— Begin Record set —

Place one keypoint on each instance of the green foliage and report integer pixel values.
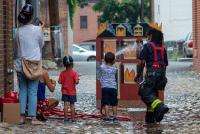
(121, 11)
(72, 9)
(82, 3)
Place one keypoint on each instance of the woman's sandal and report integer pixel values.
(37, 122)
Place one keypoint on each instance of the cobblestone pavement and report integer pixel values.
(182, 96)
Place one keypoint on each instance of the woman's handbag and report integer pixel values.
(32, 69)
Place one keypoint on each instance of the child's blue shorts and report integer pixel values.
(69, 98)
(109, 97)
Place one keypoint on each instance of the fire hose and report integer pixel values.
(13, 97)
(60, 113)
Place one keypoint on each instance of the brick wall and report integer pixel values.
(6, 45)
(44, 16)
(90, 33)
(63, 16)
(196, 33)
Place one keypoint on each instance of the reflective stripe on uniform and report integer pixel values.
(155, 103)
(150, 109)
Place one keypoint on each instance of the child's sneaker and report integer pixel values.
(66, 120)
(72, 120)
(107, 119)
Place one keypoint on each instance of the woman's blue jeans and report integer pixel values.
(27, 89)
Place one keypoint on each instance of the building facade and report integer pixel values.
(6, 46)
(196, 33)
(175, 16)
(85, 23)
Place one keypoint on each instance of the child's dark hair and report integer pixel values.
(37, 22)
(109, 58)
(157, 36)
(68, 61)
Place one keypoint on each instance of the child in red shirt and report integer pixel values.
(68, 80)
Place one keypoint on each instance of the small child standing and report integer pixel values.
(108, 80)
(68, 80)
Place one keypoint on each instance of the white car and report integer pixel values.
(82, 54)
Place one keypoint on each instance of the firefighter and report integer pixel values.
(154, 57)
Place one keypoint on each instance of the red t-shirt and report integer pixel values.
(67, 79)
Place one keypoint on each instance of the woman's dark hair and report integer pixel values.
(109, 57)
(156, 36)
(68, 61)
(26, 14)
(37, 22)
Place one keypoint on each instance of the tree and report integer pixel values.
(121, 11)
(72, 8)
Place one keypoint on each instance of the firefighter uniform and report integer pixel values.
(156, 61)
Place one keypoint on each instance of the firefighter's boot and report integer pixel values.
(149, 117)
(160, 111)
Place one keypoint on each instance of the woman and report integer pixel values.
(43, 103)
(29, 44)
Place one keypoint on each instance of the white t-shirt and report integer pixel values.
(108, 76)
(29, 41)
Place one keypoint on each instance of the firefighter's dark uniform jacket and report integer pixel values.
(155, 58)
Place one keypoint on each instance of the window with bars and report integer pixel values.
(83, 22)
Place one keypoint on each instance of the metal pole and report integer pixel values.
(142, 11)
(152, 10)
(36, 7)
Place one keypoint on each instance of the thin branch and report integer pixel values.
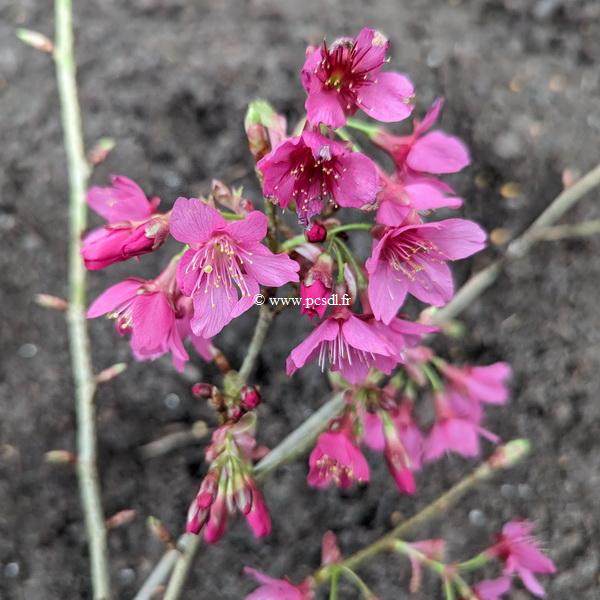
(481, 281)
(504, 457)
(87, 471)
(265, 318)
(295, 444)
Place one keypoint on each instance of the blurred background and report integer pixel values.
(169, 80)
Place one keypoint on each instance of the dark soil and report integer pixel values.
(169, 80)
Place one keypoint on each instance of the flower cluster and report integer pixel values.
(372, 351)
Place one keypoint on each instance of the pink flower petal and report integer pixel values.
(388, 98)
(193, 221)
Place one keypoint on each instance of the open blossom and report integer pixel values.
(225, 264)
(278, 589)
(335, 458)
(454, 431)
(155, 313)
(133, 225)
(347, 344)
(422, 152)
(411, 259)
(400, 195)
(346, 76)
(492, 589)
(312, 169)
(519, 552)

— End Record set —

Copy everything from the line containing "Place one keypoint on each instance of the open" down through the end of the data, renaming "open blossom" to "opened bloom" and leaving the rest unchanged.

| Response to this exercise |
Place one keypoint on each instance of the opened bloom and report integer pixel values.
(225, 264)
(278, 589)
(335, 458)
(454, 431)
(155, 313)
(133, 225)
(347, 344)
(422, 152)
(411, 259)
(400, 195)
(346, 76)
(492, 589)
(312, 169)
(519, 552)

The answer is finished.